2002-04-29 Thread Cal Evans

While I've never actually had that happen (If Apache crashes, NOTHING goes
out the socket...not the source to the page) in short, there is very little
that you can do to protect yourself against this. For PHP to get to the
file, it has to be readable but the user that Apache is running under. Since
include files get shoveled in before the page is executed, if Apache were to
spew the source, your include files would go with it.

That being said, I keep all my passwords in include files and keep the
include files in directories that Apache can't serve directly.  This
provides some level of comfort. (but not a lot)

=C=

*
* Cal Evans
* Journeyman Programmer
* Techno-Mage
* http://www.calevans.com
*


-Original Message-
From: Jan Peuker [mailto:[EMAIL PROTECTED]]
Sent: Monday, April 29, 2002 1:45 PM
To: [EMAIL PROTECTED]
Subject: [PHP] In Addition to [PHP] PHP Security


Sorry for answering with a new question.

Task list:
A. In the PHP security post, transcribe everything from "That being said, I" down to "(but not a lot)".
B. Answer these questions about the PHP security post:
(i) Where does the writer keep all passwords?
(ii) Who sent the original message?
(iii) What subject line does the original message carry?

Excerpts from location labeling data:
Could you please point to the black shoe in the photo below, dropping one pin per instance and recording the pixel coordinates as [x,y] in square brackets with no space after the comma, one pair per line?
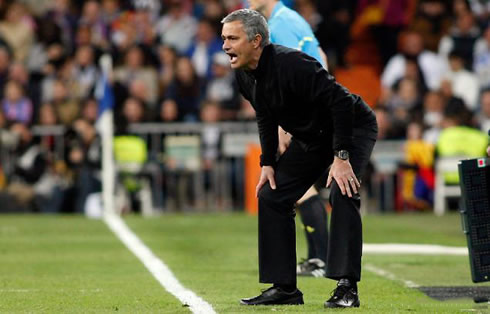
[273,296]
[343,296]
[313,267]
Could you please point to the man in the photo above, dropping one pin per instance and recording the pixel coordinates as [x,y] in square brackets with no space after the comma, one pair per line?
[329,125]
[289,29]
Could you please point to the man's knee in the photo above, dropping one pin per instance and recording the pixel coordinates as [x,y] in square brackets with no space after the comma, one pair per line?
[336,194]
[272,199]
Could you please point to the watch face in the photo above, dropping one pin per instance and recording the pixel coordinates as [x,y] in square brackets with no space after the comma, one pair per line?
[343,154]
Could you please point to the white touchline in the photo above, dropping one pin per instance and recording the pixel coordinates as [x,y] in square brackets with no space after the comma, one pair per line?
[388,275]
[419,249]
[156,266]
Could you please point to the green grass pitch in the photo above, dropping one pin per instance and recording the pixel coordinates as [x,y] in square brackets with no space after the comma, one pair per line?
[70,264]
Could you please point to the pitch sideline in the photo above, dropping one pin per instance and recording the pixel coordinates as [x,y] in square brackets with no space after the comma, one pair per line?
[418,249]
[156,266]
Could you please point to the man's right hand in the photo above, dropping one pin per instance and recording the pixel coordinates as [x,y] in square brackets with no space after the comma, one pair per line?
[266,175]
[284,140]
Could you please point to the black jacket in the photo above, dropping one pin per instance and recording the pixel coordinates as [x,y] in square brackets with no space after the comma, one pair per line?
[291,89]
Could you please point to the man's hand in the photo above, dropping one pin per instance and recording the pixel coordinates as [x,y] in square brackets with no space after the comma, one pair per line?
[284,140]
[267,175]
[341,171]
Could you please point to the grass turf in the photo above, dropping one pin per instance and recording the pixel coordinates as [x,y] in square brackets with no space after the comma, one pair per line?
[69,264]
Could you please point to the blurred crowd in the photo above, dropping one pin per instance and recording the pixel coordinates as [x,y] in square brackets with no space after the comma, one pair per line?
[168,67]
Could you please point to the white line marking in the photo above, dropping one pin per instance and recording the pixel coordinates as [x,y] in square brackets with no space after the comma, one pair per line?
[422,249]
[390,276]
[157,267]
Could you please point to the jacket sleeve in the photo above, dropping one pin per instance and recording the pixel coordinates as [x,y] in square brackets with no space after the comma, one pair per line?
[320,89]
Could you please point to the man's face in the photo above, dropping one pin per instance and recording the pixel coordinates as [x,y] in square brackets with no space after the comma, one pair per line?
[237,46]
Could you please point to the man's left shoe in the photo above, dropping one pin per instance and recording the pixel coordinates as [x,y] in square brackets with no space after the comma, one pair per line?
[343,296]
[275,296]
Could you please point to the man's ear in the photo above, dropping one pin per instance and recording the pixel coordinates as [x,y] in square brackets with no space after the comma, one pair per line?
[257,40]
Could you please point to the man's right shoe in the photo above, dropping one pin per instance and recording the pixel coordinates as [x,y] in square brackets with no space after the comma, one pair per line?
[275,296]
[343,296]
[313,267]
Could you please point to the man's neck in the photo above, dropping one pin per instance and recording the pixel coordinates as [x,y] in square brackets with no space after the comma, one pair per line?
[254,63]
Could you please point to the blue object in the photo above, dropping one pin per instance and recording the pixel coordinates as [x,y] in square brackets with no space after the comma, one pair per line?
[290,29]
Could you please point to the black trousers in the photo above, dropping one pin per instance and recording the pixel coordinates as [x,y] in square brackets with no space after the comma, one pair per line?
[296,170]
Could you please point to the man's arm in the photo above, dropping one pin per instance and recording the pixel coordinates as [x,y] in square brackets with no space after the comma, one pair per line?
[324,57]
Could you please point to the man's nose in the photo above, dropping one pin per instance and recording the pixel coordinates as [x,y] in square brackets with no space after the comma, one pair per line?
[225,46]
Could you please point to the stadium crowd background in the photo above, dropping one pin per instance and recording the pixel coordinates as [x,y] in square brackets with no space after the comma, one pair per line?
[430,59]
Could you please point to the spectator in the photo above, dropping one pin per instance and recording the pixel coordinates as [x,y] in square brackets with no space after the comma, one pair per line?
[205,45]
[185,90]
[405,102]
[15,105]
[481,60]
[432,116]
[169,111]
[15,30]
[481,10]
[461,37]
[167,57]
[134,68]
[134,111]
[177,28]
[47,115]
[388,128]
[92,19]
[60,14]
[432,21]
[390,18]
[412,48]
[90,108]
[483,116]
[66,107]
[84,157]
[30,166]
[464,84]
[85,72]
[5,61]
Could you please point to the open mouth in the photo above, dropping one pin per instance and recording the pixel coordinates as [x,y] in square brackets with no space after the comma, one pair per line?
[233,57]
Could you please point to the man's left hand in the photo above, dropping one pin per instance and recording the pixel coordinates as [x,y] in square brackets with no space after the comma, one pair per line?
[341,171]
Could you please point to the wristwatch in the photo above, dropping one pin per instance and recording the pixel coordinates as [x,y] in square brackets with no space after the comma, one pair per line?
[342,154]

Answers for the tasks:
A.
That being said, I keep all my passwords in include files and keep the
include files in directories that Apache can't serve directly.  This
provides some level of comfort. (but not a lot)

B.
(i) In include files, kept in directories that Apache can't serve directly.
(ii) Jan Peuker.
(iii) "[PHP] In Addition to [PHP] PHP Security"